● Problema planteado 1: Indique si cada afirmación concuerda con el fragmento sobre sustitución de cultivos y fiscalización de drogas, respondiendo sí o no y citando textualmente las palabras decisivas: (a) la erradicación voluntaria se ha acelerado; (b) las hojas de coca figuran en la Lista I de la Convención Única de 1961; (c) ante la Corte Constitucional hay acciones de tutela por la vulneración del derecho a la vida.
● Problema planteado 2: Prosiga el fragmento sobre sustitución de cultivos y fiscalización de drogas a partir de su última oración.

● Fragmento de lectura:
-*-
En la ejecución del el Programa Nacional Integral de Sustitución de Cultivos de Uso Ilícito (pnis) se ha hecho evidente la violación a los acuerdos individuales y colectivos en que se soporta. Producto de ello, la erradicación voluntaria se ha ralentizado de manera abrupta y han sobrevenido más homicidios cuyas víctimas han afectado notoriamente al campesinado cocalero. No es de extrañar que ante la Corte Constitucional cursen acciones de tutela que denuncian la vulneración del derecho a la vida, de otros derechos conexos y de las reglas del Derecho Internacional Humanitario en relación con la vida e integridad de la población civil.
Más de 100.000 personas, entre ellas millares de menores de edad y adolescentes, mueren anualmente debido a sobredosis de fentanilo en los Estados Unidos. Esta sustancia, en sus diferentes presentaciones, encabeza la Lista I que la Convención Única de 1961 sobre Estupefacientes catalogó como sustancias “sujetas a todas las medidas de fiscalización”. En esta lista se encuentran tanto la cocaína como las hojas de coca, y en las otras dos listas hay fármacos para los que estas medidas no son tan drásticas.
-*-
● Entradas de datos:
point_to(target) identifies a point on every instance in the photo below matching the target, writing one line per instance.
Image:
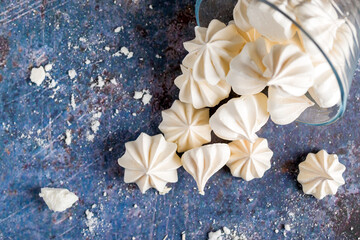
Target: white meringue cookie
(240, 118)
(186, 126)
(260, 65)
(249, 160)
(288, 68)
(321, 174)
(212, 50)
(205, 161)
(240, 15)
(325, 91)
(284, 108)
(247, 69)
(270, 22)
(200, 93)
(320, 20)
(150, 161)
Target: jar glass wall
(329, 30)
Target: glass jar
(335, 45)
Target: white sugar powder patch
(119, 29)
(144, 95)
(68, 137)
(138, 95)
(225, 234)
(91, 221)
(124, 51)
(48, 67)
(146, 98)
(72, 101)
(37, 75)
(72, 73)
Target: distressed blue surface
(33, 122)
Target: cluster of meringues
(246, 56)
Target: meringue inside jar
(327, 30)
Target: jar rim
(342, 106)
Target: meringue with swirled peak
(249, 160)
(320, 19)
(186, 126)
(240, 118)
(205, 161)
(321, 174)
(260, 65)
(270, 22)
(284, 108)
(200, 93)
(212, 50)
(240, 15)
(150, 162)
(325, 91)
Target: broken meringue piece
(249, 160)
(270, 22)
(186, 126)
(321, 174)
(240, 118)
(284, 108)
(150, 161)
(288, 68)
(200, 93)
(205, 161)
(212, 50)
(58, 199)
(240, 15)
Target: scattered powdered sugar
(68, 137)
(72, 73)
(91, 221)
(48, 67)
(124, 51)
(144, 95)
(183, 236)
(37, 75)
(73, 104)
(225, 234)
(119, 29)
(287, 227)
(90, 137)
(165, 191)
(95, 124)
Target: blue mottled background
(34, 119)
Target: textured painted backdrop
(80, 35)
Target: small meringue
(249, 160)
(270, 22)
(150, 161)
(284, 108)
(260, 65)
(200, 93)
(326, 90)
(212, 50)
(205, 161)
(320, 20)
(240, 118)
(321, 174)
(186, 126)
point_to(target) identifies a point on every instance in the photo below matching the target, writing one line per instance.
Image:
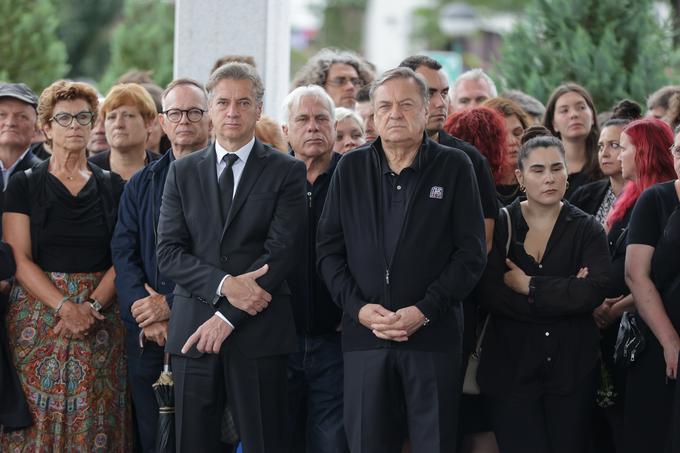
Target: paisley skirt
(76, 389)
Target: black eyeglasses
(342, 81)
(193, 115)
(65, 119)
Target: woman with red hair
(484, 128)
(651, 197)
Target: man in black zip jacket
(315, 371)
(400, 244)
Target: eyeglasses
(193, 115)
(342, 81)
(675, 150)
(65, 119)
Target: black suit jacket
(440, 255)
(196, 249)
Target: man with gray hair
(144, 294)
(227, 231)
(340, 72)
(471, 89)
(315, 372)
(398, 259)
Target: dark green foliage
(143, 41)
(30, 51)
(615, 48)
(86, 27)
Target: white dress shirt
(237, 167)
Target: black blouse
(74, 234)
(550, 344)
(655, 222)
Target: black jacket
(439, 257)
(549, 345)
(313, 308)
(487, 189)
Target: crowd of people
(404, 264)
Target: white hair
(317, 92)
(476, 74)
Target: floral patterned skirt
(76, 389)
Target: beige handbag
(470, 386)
-*-
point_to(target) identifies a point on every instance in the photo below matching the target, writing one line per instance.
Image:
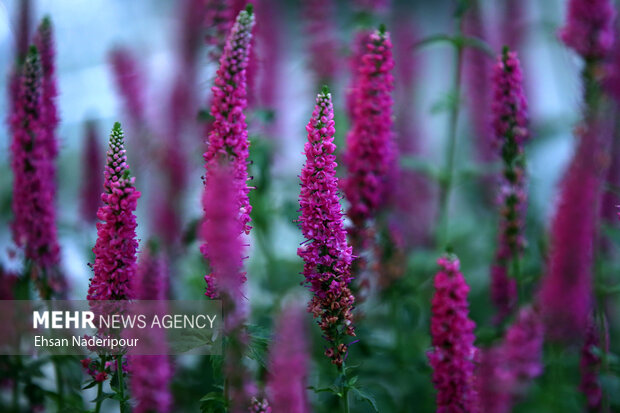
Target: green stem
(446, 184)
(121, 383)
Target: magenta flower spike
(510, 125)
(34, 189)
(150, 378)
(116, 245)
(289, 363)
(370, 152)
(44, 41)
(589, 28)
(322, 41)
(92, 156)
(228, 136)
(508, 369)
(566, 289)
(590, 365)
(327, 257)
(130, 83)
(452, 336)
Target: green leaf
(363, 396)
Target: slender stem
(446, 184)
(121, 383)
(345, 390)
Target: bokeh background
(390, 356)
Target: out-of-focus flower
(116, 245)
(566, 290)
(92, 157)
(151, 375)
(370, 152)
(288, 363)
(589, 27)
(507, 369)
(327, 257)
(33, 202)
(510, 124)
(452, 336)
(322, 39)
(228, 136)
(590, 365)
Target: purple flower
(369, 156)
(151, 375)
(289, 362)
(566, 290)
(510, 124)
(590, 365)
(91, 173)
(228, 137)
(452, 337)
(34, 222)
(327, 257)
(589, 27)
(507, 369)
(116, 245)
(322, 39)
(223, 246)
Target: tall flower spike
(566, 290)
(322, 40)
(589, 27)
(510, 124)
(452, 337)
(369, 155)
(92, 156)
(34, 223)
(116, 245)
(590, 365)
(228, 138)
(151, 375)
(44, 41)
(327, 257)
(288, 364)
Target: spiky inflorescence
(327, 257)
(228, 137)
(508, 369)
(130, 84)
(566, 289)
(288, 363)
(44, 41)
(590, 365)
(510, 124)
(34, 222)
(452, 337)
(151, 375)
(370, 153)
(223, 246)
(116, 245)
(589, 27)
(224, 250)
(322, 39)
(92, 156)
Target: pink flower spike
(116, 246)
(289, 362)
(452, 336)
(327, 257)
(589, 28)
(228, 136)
-*-
● Respuesta 1:
(a) No: "la erradicación voluntaria se ha ralentizado de manera abrupta".
(b) Sí: "En esta lista se encuentran tanto la cocaína como las hojas de coca".
(c) Sí: "ante la Corte Constitucional cursen acciones de tutela que denuncian la vulneración del derecho a la vida".

● Respuesta 2:
Luego de seis décadas bajo el signo de la prohibición, el balance de la política de drogas es negativo desde donde se le mire. Más adictos y más víctimas incautas que han muerto por sobredosis están asociadas positivamente por el engrosamiento de los carteles cuyos miembros asesinan y corrompen por doquier en defensa de sus ganancias ilegales.
En este libro se proponen balances y se sugieren iniciativas de cambio a la política a fin de contener los circuitos perversos de la prohibición, comenzando por la adhesión a un relato que está en boga: coca no es cocaína.